REQUIRED TASK: Set down the listing below word for word, starting at its first line and ending at the line that contains "M 488 349 L". Both of those lines are included.

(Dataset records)
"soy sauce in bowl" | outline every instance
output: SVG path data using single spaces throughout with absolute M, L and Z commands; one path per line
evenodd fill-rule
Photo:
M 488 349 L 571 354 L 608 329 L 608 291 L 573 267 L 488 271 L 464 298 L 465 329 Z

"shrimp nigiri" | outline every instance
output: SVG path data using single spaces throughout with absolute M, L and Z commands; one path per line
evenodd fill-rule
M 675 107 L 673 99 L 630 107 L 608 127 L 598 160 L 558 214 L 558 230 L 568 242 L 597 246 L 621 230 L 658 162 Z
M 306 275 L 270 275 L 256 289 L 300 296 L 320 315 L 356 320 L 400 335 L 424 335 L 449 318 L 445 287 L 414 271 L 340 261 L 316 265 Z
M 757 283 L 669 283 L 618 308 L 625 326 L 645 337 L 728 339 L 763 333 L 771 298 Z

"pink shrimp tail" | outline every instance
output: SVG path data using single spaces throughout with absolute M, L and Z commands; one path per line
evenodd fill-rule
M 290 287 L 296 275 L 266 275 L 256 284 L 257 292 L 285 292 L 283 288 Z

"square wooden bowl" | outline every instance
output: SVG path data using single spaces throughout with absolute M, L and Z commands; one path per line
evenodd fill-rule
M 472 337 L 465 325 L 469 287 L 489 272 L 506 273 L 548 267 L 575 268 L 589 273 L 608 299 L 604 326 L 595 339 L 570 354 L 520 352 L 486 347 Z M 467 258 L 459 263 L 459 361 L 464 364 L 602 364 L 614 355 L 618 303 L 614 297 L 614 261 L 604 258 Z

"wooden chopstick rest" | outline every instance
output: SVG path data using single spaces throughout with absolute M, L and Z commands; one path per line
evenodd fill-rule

OUTPUT OF THE TASK:
"soy sauce in bowl" | outline every instance
output: SVG path data using single spaces throughout with absolute M, L and Z commands; one path per line
evenodd fill-rule
Photo:
M 488 349 L 571 354 L 608 329 L 608 291 L 573 267 L 488 271 L 464 298 L 465 329 Z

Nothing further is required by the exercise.